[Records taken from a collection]
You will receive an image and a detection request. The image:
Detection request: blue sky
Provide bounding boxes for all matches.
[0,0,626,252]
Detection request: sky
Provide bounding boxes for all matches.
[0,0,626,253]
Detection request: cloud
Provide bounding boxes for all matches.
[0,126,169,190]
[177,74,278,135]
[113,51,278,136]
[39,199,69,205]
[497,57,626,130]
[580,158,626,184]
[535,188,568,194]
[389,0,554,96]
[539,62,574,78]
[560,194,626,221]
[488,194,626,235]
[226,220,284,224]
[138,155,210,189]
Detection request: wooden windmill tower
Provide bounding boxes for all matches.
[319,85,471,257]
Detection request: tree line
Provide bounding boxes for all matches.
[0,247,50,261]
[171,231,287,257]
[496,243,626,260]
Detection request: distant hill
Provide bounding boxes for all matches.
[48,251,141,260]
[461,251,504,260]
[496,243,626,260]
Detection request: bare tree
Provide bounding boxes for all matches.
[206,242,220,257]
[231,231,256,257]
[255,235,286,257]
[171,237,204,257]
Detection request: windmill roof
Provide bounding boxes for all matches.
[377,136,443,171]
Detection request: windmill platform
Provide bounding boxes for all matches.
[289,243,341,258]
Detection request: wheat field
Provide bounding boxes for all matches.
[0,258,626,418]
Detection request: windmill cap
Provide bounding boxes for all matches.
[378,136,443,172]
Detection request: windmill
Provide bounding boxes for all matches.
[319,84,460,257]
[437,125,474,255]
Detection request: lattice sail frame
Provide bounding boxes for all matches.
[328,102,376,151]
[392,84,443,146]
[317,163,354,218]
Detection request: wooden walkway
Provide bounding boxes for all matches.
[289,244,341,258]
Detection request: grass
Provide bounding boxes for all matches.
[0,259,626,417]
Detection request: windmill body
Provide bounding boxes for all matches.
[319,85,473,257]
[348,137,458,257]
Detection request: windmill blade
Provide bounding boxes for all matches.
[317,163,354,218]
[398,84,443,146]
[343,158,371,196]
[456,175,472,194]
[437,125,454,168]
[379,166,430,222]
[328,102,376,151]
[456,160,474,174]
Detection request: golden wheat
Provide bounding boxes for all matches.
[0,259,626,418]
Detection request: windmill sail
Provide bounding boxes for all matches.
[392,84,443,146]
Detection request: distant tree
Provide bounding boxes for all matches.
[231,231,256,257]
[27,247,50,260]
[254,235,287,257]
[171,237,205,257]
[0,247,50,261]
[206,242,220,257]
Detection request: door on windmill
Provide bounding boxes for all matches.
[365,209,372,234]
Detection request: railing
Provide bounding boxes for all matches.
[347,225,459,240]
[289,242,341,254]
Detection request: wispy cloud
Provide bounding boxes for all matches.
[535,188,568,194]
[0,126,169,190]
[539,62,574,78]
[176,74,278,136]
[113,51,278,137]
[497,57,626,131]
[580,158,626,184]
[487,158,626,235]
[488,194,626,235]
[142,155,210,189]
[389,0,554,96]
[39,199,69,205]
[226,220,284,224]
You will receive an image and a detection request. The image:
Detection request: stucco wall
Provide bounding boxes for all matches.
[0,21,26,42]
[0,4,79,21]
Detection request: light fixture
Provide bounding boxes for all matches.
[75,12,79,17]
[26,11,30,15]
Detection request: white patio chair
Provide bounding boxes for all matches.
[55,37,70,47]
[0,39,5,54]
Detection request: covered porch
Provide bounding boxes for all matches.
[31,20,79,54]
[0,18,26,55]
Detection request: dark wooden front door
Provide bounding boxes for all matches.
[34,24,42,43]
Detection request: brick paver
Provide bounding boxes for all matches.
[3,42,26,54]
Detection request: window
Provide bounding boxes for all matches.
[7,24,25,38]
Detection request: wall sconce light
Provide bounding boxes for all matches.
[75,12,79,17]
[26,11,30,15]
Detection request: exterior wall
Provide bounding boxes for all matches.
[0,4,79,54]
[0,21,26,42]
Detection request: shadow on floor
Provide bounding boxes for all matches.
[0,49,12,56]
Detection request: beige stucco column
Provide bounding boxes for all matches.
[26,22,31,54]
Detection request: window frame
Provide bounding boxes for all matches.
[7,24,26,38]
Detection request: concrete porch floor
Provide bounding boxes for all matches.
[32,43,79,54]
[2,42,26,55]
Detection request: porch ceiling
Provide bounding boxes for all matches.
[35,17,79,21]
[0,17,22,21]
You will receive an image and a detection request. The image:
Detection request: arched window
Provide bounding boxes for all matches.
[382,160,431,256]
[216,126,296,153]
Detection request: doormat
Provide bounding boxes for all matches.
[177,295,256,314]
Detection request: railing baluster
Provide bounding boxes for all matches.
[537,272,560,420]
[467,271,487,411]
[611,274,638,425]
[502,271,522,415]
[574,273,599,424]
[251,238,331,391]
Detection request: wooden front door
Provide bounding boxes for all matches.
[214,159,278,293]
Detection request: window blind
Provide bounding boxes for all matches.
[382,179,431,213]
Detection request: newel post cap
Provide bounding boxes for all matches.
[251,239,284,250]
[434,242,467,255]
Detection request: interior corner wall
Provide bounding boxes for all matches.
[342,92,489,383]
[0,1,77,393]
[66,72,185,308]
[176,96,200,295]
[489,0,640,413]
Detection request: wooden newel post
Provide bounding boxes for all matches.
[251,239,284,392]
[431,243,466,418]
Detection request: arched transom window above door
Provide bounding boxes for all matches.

**Exercise objective:** Put the lines of the records into a JSON list of strings, one string per line, from the start of the records up to and including the line with "[0,0,626,253]". Omit any blank lines.

**Written answer:**
[
  "You will receive an image and a detection request. The image:",
  "Detection request: blue sky",
  "Provide bounding boxes for all matches.",
  "[0,0,626,252]",
  "Detection request: sky",
  "Provide bounding boxes for all matches.",
  "[0,0,626,253]"
]